WHAT THE TASK ASKS –
Starting at the line that contains "point_to(query) gives the position of every instance of the gray" and continuing through the end of the rows, reproduce those lines with "gray t-shirt" replaced by "gray sweater", leaving everything else unchanged.

--- DATA FOR THIS TASK ---

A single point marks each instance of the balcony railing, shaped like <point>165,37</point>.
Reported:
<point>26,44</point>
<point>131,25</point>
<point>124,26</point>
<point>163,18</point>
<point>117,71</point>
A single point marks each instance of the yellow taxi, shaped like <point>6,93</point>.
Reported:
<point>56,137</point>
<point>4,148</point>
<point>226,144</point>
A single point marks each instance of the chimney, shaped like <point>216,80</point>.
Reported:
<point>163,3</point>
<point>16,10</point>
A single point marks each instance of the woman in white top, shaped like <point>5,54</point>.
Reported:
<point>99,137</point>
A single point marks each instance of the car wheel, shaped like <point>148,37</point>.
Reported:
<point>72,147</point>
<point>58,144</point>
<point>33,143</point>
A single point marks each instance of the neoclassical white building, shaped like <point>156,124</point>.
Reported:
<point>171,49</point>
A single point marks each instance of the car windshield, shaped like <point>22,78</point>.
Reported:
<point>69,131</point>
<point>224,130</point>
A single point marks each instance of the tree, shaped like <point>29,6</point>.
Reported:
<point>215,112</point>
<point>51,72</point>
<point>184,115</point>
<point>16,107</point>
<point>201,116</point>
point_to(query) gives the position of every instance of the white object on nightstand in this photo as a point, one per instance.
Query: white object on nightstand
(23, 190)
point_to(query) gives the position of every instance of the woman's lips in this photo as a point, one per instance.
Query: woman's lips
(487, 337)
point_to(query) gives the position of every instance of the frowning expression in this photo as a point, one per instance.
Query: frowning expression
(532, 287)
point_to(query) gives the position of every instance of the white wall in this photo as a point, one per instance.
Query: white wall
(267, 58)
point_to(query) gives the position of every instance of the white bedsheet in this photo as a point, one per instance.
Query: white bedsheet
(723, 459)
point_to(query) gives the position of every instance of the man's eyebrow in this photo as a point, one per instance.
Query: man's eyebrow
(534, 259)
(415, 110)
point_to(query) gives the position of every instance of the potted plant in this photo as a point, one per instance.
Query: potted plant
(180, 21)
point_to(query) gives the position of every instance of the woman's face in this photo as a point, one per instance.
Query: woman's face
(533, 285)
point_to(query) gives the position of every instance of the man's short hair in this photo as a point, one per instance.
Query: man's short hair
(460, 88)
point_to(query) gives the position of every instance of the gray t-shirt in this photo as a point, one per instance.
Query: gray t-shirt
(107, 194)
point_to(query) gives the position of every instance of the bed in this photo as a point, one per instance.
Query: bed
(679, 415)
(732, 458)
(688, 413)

---

WRITTEN SOLUTION –
point_to(query) gives the position of every instance of the gray sweater in this photo as a point, one per instance.
Query: gray sweater
(107, 194)
point_to(query) gives the position of every instance of the bed in this photo as a point, one per instance.
Query: bed
(679, 415)
(732, 458)
(688, 413)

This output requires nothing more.